◆ **Given request 1**
Locate each line of the records below that contains the word "cliff", and copy those lines.

◆ **Passage to read**
[PATCH] Use VMCOREINTO inside '/proc/kcore' if available

Bhupesh Sharma bhsharma at redhat.com
Mon Oct 29 02:48:22 PDT 2018


Hi Baoquen, Kazu,

Thanks a lot for your comments and sorry for the late reply, but I
could get access to the required test setups just last week and hence
was not able to complete the checks, before sending reply.

On Thu, Oct 25, 2018 at 12:04 PM Baoquan He <bhe at redhat.com> wrote:
>
> On 10/18/18 at 08:26pm, Kazuhito Hagio wrote:
> > > > To fix the same, this patchset uses a new approach. Since kernel
> > > > version 4.19-rc5 (Commit
> > > > 23c85094fe1895caefdd19ef624ee687ec5f4507 ["proc/kcore: add vmcoreinfo
> > > > note to /proc/kcore"]), '/proc/kcore' contains a new
> > > > PT_NOTE which carries the VMCOREINFO information.
> > > >
> > > > If the same is available, we can use it for makedumpfile
> > > > 'show_mem_usage()' and other functionality. This is especially useful
> > > > for architectures like arm64 as we can get kernel symbols like
> > > > 'VA_BITS' and 'kimage_voffset' from the '/proc/kcore' itself and use it
> > > > to calculate 'info->page_offset' when we make a call to
> > > > 'get_page_offset()'.
> >
> > Your approach looks good but it makes makedumpfile's process flow
> > more complex, so I would like to think about other methods too,
> > and I have an idea.
>
> Yes, agree.

Actually, makedumpfile '--mem-usage' features already opens the '/proc/kcore'
file via 'open_files_for_creating_dumpfile ' function and tries to read the file
for kdump or sadump header.

My simple point was that since we already have the 'fd' available for
'/proc/kcore'
if can check the same for 'vmcoreinfo' note presence. In-fact as the
timing analysis for two quick runs
on 4.19.0-rc8+ indicate the timings for this scenario and the approach
proposed by Kazu (which
does work on a few arm64 boards at my end) aren't much different:

Timings when we read 'vmcoreinfo' form '/proc/kcore'
-------------------------------------------------------------------
[root at qualcomm-amberwing-rep-14 code]# time makedumpfile -f
--mem-usage /proc/kcore
The kernel version is not supported.
The makedumpfile operation may be incomplete.

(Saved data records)
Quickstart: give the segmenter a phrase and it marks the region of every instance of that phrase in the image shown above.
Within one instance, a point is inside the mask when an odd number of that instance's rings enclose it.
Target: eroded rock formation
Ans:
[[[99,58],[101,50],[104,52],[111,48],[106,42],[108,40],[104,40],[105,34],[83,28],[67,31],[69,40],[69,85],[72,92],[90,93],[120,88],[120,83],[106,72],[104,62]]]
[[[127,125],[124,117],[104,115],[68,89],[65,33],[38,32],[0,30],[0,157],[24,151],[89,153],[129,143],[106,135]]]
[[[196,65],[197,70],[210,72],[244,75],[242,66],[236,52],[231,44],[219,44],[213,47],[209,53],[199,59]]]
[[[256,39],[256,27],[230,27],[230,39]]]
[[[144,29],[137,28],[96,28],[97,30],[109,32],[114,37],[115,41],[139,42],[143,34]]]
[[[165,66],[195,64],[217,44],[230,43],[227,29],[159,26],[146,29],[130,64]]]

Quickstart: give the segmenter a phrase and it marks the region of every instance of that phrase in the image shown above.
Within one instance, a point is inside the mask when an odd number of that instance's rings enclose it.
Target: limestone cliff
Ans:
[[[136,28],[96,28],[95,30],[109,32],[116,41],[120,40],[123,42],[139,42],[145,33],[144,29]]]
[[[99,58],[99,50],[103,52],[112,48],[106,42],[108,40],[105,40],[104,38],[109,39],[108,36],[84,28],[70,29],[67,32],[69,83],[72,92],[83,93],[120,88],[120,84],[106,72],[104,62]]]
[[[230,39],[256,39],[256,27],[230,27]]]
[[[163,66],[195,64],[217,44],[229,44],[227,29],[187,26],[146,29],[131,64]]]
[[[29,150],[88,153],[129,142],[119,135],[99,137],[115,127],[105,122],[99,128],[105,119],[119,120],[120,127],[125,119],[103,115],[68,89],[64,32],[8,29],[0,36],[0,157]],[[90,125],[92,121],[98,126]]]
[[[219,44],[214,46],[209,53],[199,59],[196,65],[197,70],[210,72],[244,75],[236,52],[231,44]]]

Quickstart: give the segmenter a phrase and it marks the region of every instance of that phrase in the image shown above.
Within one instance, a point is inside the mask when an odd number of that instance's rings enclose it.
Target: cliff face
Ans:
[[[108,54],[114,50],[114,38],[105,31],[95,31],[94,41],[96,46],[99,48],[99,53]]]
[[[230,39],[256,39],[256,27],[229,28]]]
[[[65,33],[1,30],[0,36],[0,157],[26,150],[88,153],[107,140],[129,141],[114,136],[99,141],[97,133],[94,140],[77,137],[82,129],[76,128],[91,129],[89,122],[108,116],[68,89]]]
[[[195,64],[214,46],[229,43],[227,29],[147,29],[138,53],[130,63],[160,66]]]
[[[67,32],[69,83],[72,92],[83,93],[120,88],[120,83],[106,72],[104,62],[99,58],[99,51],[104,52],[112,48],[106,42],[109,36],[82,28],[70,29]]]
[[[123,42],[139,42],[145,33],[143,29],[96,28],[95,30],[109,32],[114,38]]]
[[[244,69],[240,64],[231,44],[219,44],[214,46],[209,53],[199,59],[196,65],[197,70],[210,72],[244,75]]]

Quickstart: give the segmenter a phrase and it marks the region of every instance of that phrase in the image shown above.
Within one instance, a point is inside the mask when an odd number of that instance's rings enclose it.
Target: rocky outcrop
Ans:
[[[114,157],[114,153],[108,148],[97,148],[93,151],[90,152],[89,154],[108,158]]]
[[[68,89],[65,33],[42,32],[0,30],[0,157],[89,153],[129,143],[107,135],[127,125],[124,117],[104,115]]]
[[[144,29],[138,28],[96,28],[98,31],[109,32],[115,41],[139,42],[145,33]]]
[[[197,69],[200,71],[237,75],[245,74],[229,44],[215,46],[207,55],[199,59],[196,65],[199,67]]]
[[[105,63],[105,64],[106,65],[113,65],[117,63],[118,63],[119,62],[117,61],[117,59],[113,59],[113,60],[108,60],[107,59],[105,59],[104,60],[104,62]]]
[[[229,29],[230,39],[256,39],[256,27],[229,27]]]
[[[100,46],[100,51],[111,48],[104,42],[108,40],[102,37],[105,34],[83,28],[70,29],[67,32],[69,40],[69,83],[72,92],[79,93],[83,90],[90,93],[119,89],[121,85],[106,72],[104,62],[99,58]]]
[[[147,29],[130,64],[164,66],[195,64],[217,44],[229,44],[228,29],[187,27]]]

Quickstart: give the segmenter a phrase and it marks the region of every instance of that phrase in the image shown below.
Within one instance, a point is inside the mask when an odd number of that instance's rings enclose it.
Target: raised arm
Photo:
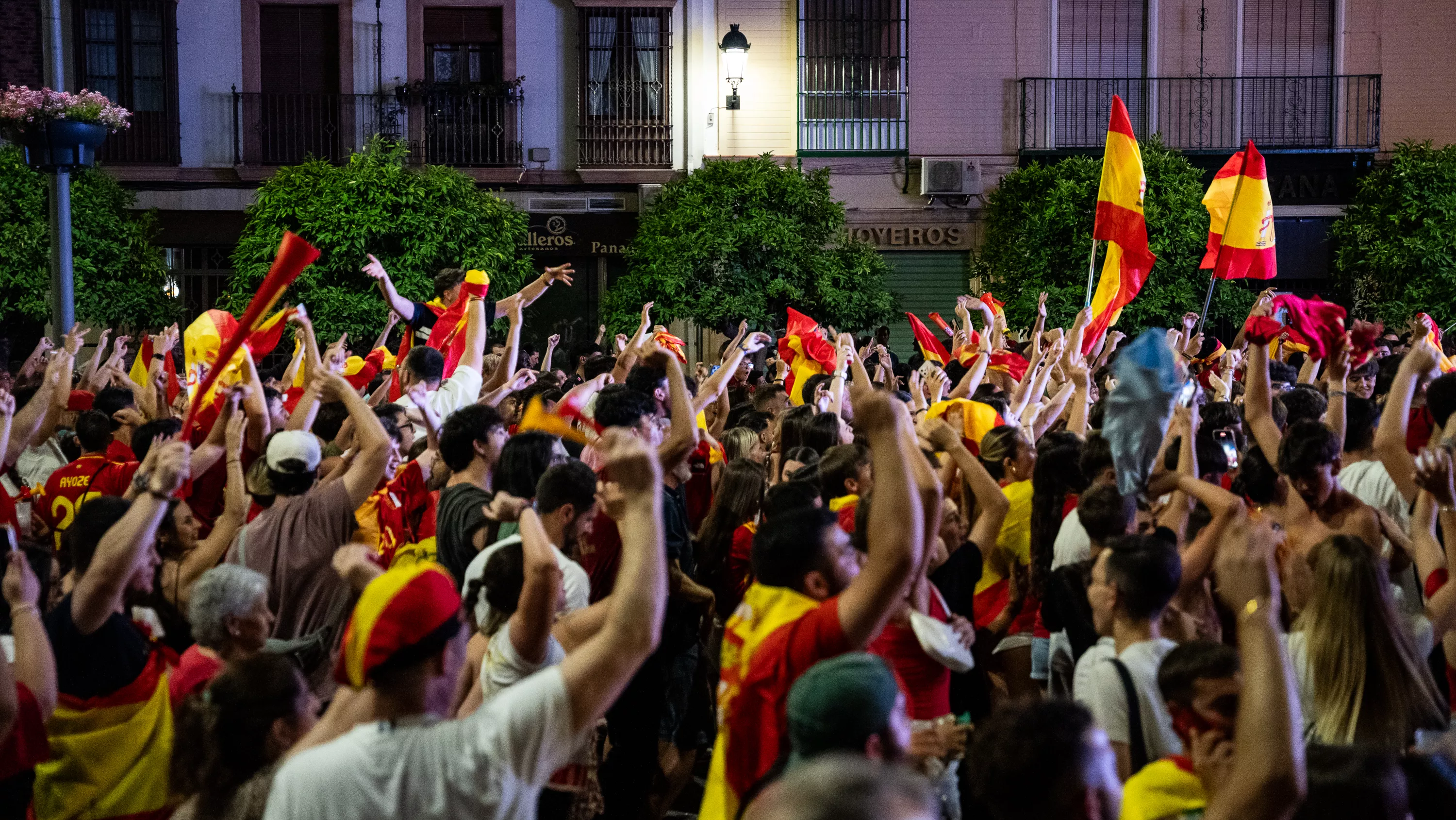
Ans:
[[[1329,406],[1325,411],[1325,427],[1335,433],[1335,441],[1345,443],[1345,382],[1350,379],[1350,336],[1340,339],[1340,348],[1329,355],[1325,371],[1329,379]]]
[[[622,430],[607,430],[597,447],[607,462],[598,500],[622,535],[622,564],[606,623],[561,664],[577,731],[607,712],[657,648],[667,609],[662,468],[645,443]]]
[[[556,619],[562,572],[536,511],[523,510],[520,526],[526,580],[521,583],[515,613],[511,615],[507,629],[511,631],[511,645],[515,653],[524,661],[539,664],[546,660],[546,644],[552,622]]]
[[[495,373],[480,374],[485,379],[483,392],[505,385],[515,373],[515,361],[521,355],[521,300],[515,297],[502,300],[496,303],[496,307],[505,312],[505,318],[511,320],[511,328],[505,332],[505,352],[501,354],[501,363],[495,366]],[[460,357],[460,364],[480,370],[480,363],[485,360],[485,336],[488,329],[485,326],[485,304],[473,300],[469,316],[464,335],[464,354]]]
[[[1274,424],[1274,405],[1270,396],[1270,348],[1267,344],[1251,344],[1248,363],[1243,371],[1243,418],[1248,421],[1249,433],[1264,457],[1271,465],[1278,465],[1278,443],[1283,434]]]
[[[904,596],[906,584],[920,565],[925,540],[920,494],[910,473],[910,459],[901,425],[909,418],[881,390],[856,389],[855,422],[869,438],[875,492],[869,501],[869,555],[863,568],[839,596],[839,623],[850,647],[869,642]]]
[[[1241,517],[1219,548],[1219,594],[1235,613],[1243,690],[1227,784],[1207,820],[1281,820],[1305,798],[1299,690],[1280,647],[1274,535]]]
[[[670,472],[697,447],[697,414],[693,412],[687,382],[683,380],[683,367],[677,363],[676,355],[662,345],[654,344],[642,361],[667,370],[667,401],[673,414],[673,425],[667,430],[662,444],[658,446],[657,457],[662,469]]]
[[[405,299],[397,290],[395,290],[395,283],[389,278],[389,272],[373,253],[367,253],[367,256],[368,264],[360,269],[364,271],[364,275],[379,283],[379,291],[384,294],[384,301],[389,303],[389,309],[399,316],[403,316],[406,323],[411,322],[415,318],[415,303]]]
[[[82,635],[100,629],[111,613],[119,610],[138,555],[156,543],[157,526],[167,514],[172,494],[188,478],[191,447],[182,441],[167,441],[154,444],[153,449],[157,450],[157,459],[147,476],[147,491],[100,537],[90,567],[76,583],[71,620]]]
[[[996,549],[996,537],[1000,535],[1002,523],[1010,510],[1010,500],[1002,492],[992,473],[986,472],[981,460],[965,449],[960,431],[946,424],[943,418],[922,421],[920,433],[938,450],[951,456],[955,466],[961,469],[961,475],[965,476],[965,484],[970,485],[971,495],[976,497],[977,510],[976,523],[971,524],[968,537],[983,556],[990,555]]]
[[[1420,339],[1411,345],[1411,352],[1401,360],[1401,368],[1395,373],[1390,385],[1390,395],[1385,401],[1385,411],[1380,412],[1380,425],[1374,431],[1374,454],[1385,465],[1385,472],[1390,473],[1401,497],[1409,504],[1415,501],[1415,459],[1405,449],[1405,428],[1411,421],[1411,399],[1420,382],[1431,377],[1440,361],[1439,351],[1431,342]]]
[[[339,376],[329,373],[323,382],[322,398],[329,402],[344,402],[354,419],[354,441],[358,454],[354,463],[344,473],[344,486],[349,494],[349,502],[358,507],[379,486],[379,479],[384,478],[384,468],[389,465],[389,449],[393,444],[379,417],[368,403],[354,392],[354,386]]]
[[[213,532],[202,539],[197,549],[182,556],[176,567],[176,578],[166,584],[163,593],[173,604],[186,612],[188,602],[192,600],[192,587],[197,580],[227,555],[227,546],[233,543],[233,536],[248,517],[248,479],[243,476],[243,414],[234,412],[226,421],[226,450],[227,450],[227,484],[223,486],[223,514],[213,524]],[[224,427],[224,421],[217,421]]]

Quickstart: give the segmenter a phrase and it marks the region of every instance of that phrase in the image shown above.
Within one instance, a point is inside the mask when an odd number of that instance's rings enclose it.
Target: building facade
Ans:
[[[61,84],[48,7],[0,0],[0,83]],[[530,211],[527,249],[588,274],[593,322],[654,186],[716,157],[827,166],[925,312],[974,284],[984,194],[1098,153],[1112,93],[1210,172],[1255,140],[1280,278],[1306,290],[1363,172],[1456,141],[1450,0],[61,0],[60,28],[64,86],[135,112],[103,160],[160,211],[192,310],[264,179],[373,134]]]

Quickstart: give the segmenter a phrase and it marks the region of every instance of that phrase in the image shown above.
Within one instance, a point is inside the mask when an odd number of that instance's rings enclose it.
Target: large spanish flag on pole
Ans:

◆ **Given request 2**
Please pick up the mailing-list thread above about makedumpfile reading VMCOREINFO from /proc/kcore and continue it from the point where it stops.

◆ **Final result 1**
Target: limestone cliff
Target: cliff face

◆ **Final result 2**
<..snip..>
real    0m4.184s
user    0m0.621s
sys    0m3.522s

Timings when we use Kazu's approach
--------------------------------------------------
[root at qualcomm-amberwing-rep-14 code]# time makedumpfile -f
--mem-usage /proc/kcore
The kernel version is not supported.
The makedumpfile operation may be incomplete.
<..snip..>
real    0m4.163s
user    0m0.701s
sys    0m3.461s

So timings are almost the same. In terms of the code addition we add
calls to only a couple of functions (for elf reading)
and set a flag, which also is probably not too much.

> > I've investigated the source code of /proc/kcore and /proc/vmcore,
> > and it seems that they have the PT_LOADs of linear maps which we want
> > at the last of program headers.  So I'm thinking that we can derive
> > info->page_offset from the last PT_LOAD that satisfies the conditions.
> > This approach is simpler and does not need 4.19 kernel.
>
> Hi Bhupesh,
>
> And I saw you have posted another patchset and insist on the old
> idea.
> [PATCH 0/2] kexec-tools/arm64: Add support to read PHYS_OFFSET from vmcoreinfo inside '/proc/kcore'
>
> And in log you mentioned you want to change x86 to use the same method
> to get information from vmcoreinfo. Here I just want to notice that
> earlier for supporting KASLR, I planned to get information, e.g
> PAGE_OFFSET/VMALLOC_START from vmcoreinfo, but that was vetoed by Eric.
> Since he think we can't always expoet these information each time we
> change them. So we have to try to parse from /proc/kcore program header.
>
> So if you want to get PHYS_OFFSET from vmcoreinfo for arm64, I am fine
> since that might be not easy to get from kcore. And if you insist to get
> other PAGE_OFFSET/VMALLOC_START/VMEMMAP from vmcoreinfo for arm64, only
> if kernel maintainer accept them to be added to arch/arm64 and Kazu
> would like to pick them into makedumpfile, that is also fine. While for
> x86 64, I think we should still use the current way, and I personally
> suggest arm64 can be similar to keep the process flow consistent for
> better maintaining as Kazu said.
>
> Personal opinion.

Thanks Baoquen for your useful advice. Actually, the original issue
which triggered this discussion
with the arm64 maintainers was the reading of PHYS_OFFSET via
kexec-tools, which was buggy.

>From there the arm maintainers suggested that we use a unified way to
read kernel exported
machine specific details in user-space utilities rather than using
different mechanism for the
same in different user-space utilities. Later on the kernel patch
which adds vmcoreinfo to
'/proc/kcore' was added as an arch agnostic approach to unify the
differences existing
in exporting kernel space information to the user-space code and I was
asked by the maintainers
to use the same for user-space purposes.

I have since sent a x86_64 specific patch to append 'page_offset_base'
in vmcoreinfo as well
(please see <https://lkml.org/lkml/2018/10/27/86> for details), which
tries to make
the 'info->page_offset' calculation in makedumpfile code for x86_64
easier as well
for newer kernels.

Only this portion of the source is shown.